##### Material to process #####

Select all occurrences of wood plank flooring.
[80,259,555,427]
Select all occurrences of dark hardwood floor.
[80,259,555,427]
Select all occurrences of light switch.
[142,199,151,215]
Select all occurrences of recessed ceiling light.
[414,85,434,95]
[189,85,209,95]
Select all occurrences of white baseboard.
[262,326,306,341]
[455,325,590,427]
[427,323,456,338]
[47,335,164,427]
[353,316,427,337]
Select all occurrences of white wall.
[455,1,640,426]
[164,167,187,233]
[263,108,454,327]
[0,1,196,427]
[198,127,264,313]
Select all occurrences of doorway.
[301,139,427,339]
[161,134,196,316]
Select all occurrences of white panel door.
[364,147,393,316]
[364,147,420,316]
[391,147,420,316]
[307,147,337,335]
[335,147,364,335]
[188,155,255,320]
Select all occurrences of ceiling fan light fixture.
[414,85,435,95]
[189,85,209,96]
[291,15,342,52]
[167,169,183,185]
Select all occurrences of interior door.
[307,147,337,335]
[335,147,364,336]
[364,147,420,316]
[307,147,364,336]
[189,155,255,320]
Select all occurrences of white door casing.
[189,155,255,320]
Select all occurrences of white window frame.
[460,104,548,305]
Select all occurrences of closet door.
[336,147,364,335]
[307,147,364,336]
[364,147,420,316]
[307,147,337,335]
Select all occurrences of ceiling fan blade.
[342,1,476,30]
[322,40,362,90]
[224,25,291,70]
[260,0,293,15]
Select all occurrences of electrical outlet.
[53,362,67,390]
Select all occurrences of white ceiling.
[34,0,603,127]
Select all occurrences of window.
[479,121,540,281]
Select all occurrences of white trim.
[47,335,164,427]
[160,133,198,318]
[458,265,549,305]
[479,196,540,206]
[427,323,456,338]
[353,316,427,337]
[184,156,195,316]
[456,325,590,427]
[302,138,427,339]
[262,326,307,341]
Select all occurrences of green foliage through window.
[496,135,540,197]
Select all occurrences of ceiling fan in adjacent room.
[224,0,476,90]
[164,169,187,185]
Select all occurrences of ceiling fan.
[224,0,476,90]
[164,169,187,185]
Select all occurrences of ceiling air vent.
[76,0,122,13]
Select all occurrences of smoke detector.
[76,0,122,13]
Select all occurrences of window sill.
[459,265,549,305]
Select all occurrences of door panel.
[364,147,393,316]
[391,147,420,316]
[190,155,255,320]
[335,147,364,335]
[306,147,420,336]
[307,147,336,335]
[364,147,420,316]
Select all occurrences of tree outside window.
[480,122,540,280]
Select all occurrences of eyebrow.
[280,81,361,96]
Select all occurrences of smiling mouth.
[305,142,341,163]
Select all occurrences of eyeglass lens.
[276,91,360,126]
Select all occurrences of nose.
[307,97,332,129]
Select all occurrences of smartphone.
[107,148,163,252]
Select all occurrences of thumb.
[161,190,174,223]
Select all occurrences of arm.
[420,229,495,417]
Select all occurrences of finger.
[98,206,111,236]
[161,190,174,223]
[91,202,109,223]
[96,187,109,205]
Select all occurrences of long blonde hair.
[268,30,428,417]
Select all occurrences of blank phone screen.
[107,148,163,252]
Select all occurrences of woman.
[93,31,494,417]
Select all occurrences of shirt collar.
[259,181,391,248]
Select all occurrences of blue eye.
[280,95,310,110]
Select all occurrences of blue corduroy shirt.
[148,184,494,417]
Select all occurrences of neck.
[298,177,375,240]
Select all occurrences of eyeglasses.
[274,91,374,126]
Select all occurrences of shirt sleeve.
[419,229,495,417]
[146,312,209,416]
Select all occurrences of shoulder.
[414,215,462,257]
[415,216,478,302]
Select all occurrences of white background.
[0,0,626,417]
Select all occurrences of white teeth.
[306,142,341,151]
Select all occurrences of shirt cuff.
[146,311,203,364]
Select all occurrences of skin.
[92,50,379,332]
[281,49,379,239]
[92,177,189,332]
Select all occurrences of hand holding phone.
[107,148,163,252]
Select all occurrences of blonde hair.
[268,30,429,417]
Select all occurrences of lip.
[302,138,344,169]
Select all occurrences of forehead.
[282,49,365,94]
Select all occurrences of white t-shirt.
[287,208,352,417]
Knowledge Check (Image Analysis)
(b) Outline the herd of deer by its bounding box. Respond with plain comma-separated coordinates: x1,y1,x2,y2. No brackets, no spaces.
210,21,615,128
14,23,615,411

#####
##### Material to process #####

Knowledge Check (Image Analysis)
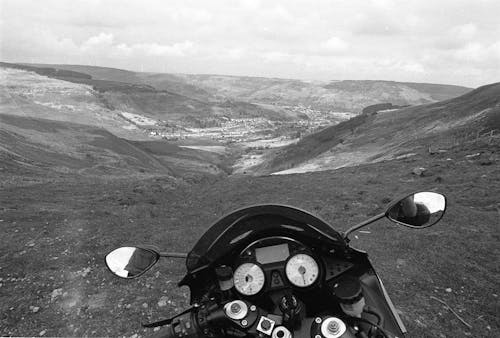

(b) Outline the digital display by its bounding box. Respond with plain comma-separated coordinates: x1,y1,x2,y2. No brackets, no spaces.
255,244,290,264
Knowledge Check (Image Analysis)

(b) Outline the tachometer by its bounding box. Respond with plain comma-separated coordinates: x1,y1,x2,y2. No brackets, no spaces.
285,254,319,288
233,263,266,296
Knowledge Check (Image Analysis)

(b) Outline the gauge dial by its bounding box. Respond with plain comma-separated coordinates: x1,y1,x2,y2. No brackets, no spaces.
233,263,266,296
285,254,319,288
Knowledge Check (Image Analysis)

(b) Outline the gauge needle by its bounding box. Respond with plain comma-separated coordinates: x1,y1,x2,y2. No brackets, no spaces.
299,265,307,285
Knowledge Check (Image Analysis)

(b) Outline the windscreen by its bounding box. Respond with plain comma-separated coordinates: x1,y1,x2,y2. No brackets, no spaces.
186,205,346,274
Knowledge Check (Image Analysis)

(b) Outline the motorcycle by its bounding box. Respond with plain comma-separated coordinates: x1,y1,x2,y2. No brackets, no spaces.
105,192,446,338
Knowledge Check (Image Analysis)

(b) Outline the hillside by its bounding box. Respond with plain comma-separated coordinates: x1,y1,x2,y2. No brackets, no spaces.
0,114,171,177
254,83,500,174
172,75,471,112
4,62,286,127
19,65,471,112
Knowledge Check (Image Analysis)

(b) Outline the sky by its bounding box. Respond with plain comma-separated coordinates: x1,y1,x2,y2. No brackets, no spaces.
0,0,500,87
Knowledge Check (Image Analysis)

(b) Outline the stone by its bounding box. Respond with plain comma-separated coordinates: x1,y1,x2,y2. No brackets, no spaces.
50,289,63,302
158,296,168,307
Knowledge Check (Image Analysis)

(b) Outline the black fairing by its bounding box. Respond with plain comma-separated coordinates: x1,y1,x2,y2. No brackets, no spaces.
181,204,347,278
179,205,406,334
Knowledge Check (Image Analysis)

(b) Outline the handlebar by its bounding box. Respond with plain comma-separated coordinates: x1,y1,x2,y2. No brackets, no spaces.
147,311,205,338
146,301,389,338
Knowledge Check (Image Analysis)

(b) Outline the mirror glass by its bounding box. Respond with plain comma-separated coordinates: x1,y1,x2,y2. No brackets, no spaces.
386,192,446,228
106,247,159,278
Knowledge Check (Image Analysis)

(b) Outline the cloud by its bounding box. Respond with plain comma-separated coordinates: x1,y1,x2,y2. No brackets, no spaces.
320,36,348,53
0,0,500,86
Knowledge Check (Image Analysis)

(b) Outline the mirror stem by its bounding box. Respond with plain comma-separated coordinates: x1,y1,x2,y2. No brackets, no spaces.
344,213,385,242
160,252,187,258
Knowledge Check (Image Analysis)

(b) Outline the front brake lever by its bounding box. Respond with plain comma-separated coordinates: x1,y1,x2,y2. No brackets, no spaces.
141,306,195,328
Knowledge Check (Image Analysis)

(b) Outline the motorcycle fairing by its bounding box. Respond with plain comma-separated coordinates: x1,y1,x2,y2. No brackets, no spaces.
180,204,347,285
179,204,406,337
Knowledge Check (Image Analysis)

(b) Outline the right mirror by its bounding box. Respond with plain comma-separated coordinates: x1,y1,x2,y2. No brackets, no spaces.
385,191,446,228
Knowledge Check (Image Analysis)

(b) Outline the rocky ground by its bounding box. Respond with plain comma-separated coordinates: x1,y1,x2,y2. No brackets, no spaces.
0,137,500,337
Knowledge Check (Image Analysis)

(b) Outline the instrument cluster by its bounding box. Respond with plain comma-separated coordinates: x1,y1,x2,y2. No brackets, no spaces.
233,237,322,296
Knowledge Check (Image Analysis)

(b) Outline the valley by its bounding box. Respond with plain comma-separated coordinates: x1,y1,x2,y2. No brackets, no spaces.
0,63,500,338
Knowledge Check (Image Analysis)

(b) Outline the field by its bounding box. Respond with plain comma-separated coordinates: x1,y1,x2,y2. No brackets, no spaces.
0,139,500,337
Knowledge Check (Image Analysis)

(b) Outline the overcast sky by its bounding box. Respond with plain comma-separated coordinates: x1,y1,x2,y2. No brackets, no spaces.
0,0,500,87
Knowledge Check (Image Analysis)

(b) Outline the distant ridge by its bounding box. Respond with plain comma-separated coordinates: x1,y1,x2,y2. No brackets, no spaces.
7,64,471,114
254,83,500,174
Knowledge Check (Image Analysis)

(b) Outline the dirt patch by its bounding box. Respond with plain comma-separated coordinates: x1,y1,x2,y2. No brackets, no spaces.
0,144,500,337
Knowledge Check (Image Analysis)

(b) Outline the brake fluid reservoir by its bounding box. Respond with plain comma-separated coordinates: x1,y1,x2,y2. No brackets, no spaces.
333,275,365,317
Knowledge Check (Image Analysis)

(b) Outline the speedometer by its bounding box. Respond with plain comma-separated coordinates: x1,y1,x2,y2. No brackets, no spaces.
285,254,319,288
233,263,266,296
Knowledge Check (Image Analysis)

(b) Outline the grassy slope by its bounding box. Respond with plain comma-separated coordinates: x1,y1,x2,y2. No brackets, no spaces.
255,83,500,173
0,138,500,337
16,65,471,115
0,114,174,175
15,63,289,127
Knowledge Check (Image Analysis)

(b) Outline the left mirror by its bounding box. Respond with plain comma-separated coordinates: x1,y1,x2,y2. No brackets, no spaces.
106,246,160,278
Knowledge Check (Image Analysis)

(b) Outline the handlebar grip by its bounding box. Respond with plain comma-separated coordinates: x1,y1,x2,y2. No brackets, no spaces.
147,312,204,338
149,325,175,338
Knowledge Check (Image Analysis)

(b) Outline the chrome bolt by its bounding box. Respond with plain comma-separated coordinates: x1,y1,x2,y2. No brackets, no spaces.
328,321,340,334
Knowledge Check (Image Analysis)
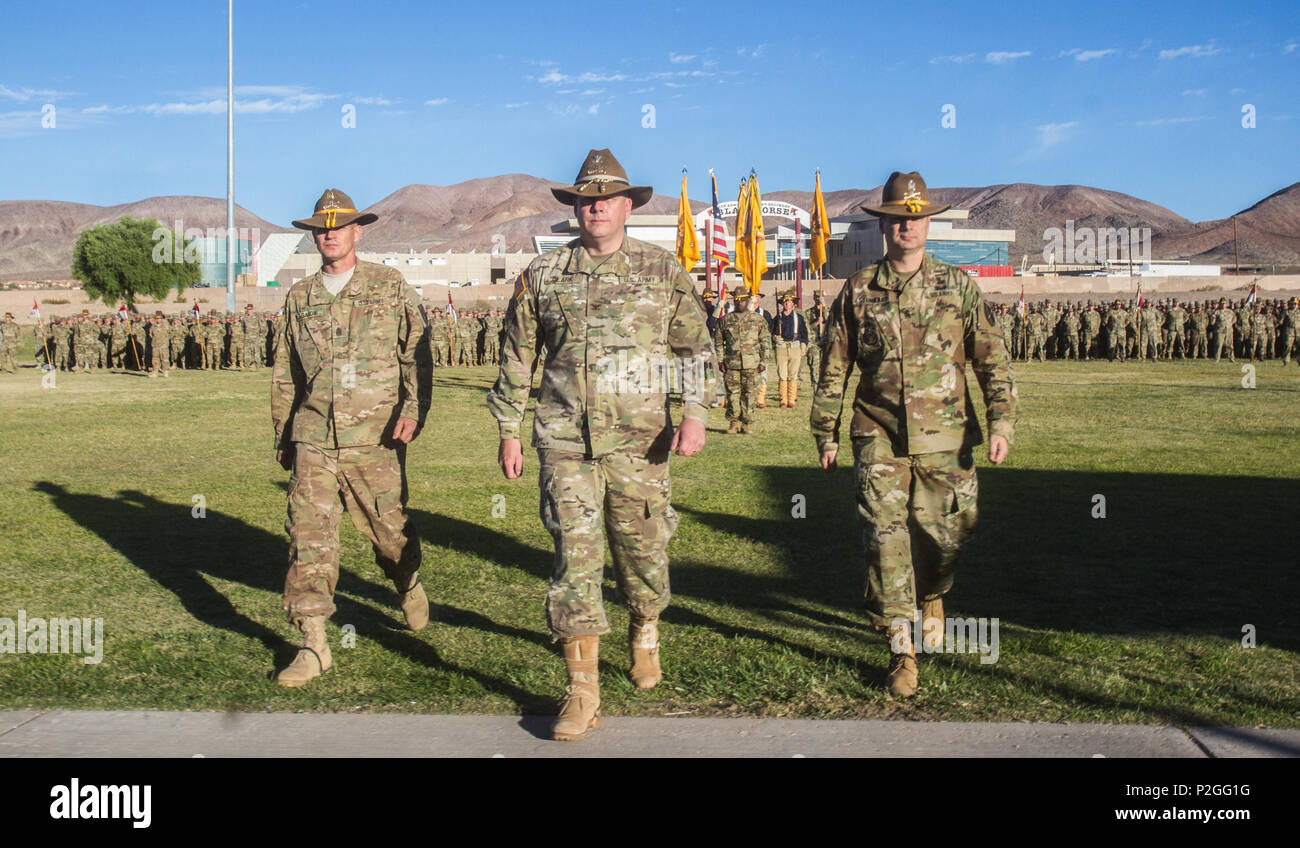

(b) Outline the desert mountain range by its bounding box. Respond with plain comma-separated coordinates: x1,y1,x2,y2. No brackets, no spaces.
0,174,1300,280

#####
##### Material to process #####

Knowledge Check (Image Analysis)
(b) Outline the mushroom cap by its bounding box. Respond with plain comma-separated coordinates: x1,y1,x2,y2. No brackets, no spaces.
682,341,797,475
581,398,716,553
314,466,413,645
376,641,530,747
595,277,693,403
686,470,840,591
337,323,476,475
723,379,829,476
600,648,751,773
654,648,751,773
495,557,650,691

#####

» **What to do**: Reproduce only the items from the line with "Select all occurrences of doorway." to the line with "[459,265,549,305]", both lines included, replacing every "ceiling fan" with "overhead fan" and changing nothing else.

» **Result of the exercise**:
Select all occurrences of doorway.
[301,139,427,339]
[161,134,196,316]
Select all occurrences of white panel door.
[364,147,393,316]
[364,147,420,316]
[391,147,420,316]
[307,147,337,335]
[335,147,364,335]
[188,155,255,320]
Select all occurrences of overhead fan light fixture.
[414,85,435,95]
[189,85,209,96]
[291,15,342,52]
[167,169,183,185]
Select all occurrences of interior door.
[307,147,337,335]
[335,147,364,336]
[364,147,420,316]
[307,147,364,336]
[189,155,255,320]
Select all occurrences of white door casing.
[189,155,255,320]
Select all occurrences of white window frame.
[460,104,548,305]
Select all occurrences of closet door.
[336,147,364,335]
[307,147,364,336]
[364,147,420,316]
[307,147,337,335]
Select all occurrences of overhead fan blade.
[342,1,476,30]
[322,40,362,90]
[224,25,291,70]
[260,0,293,15]
Select all occurrences of electrical outlet.
[53,362,67,390]
Select all occurrences of white ceiling.
[34,0,603,127]
Select all occurrences of window.
[479,121,540,281]
Select all occurrences of white trim.
[47,335,164,427]
[160,133,198,318]
[458,265,549,305]
[479,196,540,206]
[427,323,456,338]
[353,316,427,337]
[184,156,195,316]
[456,325,590,427]
[302,138,427,339]
[262,326,307,341]
Select all occurrences of green foliage through window.
[496,135,540,197]
Select all occurrences of overhead fan in adjacent room.
[224,0,476,90]
[164,169,187,185]
Select all occurrences of overhead fan.
[224,0,476,90]
[164,169,187,185]
Select all occurrences of ceiling air vent.
[76,0,122,13]
Select all occurrences of smoke detector.
[76,0,122,13]
Select all occurrences of window sill.
[459,265,549,305]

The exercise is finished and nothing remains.